- **SHORT EXERCISE**: Please quote the part of the law firm passage that opens with the words "Ad hoc legal" and closes with "offset ethical concerns.".

- **EXCERPT TO READ**:
= = = = =
Ad hoc legal services providers will be created by building the various skill sets required for particular clients with various lawyers/firms into an “ad hoc” firm. While this will raise issues of confidentiality etc., clients will be better served by alternatives that provide just the skills required and no additional skills. That ad hoc firm may be totally or partially virtual, which would allow the easiest assembly of lawyers and skills and could offset ethical concerns.

The traditional and largest current segment firm (4 – 10 lawyers) will survive only if they can differentiate themselves by building unique personal services representation for clients. Much routine legal services will be provided less expensively by alternative service providers, and more complex matters may be taken by the ad hoc or large firms. The remaining services will be legal representations which are founded upon a “comfort level” for the clients by perceived personal relationships. This size/type firm will be more successful in geographic setting where such services are more convenient or required (e.g., smaller communities or suburban or exurban settings) by the clients.

Some large law firms will exist (though less than today), since the need for transborder, multi-national legal services will continue to expand. As some large firms have discovered in the past several decades, keeping a multi-office and especially, a multi-national office firm together is very difficult. The solution for such a global, mega-firm may be a less structured affiliation or association arrangements to serve particular clients by substantial firms in multiple countries.
= = = = =
- **LISTED RECORDS**:

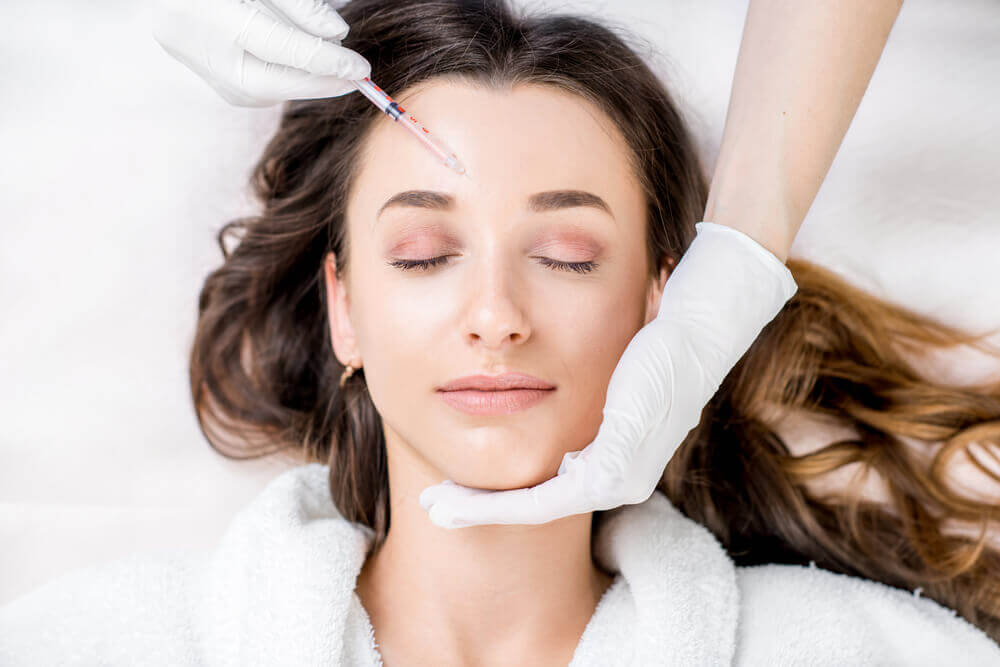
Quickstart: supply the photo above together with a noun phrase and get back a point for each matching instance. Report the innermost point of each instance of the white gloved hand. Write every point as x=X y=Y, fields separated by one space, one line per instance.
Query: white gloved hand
x=258 y=53
x=724 y=290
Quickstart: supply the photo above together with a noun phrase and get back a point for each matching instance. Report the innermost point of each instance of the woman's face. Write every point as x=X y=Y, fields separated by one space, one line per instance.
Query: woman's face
x=542 y=165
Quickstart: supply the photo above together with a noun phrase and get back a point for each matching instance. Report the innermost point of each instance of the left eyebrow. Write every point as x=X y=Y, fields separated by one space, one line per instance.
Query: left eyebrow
x=540 y=202
x=557 y=199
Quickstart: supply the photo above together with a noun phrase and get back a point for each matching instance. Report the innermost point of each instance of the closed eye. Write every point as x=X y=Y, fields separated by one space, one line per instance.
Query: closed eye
x=425 y=264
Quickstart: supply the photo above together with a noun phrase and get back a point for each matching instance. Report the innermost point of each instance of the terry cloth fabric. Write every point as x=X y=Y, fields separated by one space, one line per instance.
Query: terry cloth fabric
x=279 y=590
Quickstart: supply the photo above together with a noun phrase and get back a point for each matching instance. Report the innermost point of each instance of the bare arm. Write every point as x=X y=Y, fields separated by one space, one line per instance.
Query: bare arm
x=801 y=72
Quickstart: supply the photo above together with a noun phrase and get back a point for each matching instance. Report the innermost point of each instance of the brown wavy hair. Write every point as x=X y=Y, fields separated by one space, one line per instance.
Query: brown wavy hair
x=264 y=377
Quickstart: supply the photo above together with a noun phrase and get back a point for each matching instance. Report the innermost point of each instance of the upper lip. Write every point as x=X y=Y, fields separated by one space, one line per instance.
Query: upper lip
x=501 y=382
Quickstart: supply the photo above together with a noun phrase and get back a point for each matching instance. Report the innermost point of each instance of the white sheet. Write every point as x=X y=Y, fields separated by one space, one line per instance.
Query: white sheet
x=121 y=165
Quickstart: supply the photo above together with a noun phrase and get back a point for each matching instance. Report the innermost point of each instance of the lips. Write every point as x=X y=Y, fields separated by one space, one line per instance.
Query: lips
x=504 y=382
x=495 y=394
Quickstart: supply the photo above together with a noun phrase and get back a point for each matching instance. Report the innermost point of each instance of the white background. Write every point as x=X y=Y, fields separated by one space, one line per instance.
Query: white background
x=119 y=166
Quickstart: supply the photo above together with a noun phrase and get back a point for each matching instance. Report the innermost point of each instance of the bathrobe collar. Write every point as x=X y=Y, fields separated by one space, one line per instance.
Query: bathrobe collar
x=282 y=580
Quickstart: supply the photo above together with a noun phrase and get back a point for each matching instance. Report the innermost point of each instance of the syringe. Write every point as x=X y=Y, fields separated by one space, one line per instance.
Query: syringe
x=397 y=113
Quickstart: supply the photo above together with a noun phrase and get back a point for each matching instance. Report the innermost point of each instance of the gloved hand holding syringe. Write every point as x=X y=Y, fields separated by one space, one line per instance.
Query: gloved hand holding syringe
x=263 y=52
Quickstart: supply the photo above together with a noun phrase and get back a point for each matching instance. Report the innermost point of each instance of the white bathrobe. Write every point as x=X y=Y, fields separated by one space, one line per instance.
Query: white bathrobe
x=279 y=590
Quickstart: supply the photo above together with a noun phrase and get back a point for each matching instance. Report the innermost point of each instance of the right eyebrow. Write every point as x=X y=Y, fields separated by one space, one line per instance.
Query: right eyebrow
x=428 y=199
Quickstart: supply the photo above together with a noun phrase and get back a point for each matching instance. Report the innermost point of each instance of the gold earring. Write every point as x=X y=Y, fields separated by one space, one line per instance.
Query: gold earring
x=348 y=372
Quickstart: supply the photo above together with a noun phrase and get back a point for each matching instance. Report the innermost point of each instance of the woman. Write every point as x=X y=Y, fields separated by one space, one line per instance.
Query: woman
x=331 y=561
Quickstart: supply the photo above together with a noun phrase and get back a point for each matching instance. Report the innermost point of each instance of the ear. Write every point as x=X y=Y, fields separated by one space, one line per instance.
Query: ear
x=345 y=345
x=656 y=290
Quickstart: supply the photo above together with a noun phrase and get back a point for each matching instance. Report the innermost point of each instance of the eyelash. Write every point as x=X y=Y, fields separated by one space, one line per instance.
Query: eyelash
x=425 y=264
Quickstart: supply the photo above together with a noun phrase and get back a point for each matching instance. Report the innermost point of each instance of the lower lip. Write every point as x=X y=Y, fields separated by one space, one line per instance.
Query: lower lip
x=475 y=402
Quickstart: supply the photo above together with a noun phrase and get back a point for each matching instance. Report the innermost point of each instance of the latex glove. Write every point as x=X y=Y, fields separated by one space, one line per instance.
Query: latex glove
x=724 y=290
x=258 y=52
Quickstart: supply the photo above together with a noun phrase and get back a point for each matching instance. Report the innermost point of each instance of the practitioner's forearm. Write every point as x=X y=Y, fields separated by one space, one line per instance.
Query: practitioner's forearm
x=802 y=70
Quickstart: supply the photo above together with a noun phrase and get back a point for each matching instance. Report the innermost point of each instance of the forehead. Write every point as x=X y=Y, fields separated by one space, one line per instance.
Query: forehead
x=514 y=142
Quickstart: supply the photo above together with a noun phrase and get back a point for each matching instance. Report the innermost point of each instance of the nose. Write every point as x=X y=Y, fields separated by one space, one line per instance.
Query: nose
x=496 y=312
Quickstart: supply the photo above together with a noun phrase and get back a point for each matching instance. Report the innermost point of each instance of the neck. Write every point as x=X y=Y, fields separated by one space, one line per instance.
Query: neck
x=479 y=592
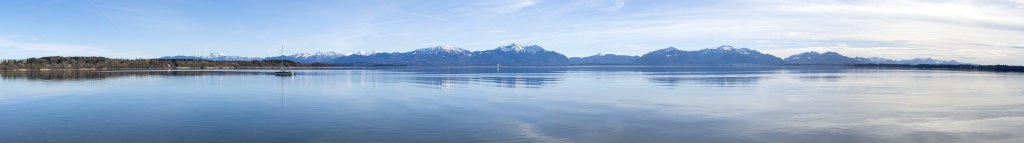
= = = = =
- **ANSWER FOR THE TASK**:
Ad hoc legal services providers will be created by building the various skill sets required for particular clients with various lawyers/firms into an “ad hoc” firm. While this will raise issues of confidentiality etc., clients will be better served by alternatives that provide just the skills required and no additional skills. That ad hoc firm may be totally or partially virtual, which would allow the easiest assembly of lawyers and skills and could offset ethical concerns.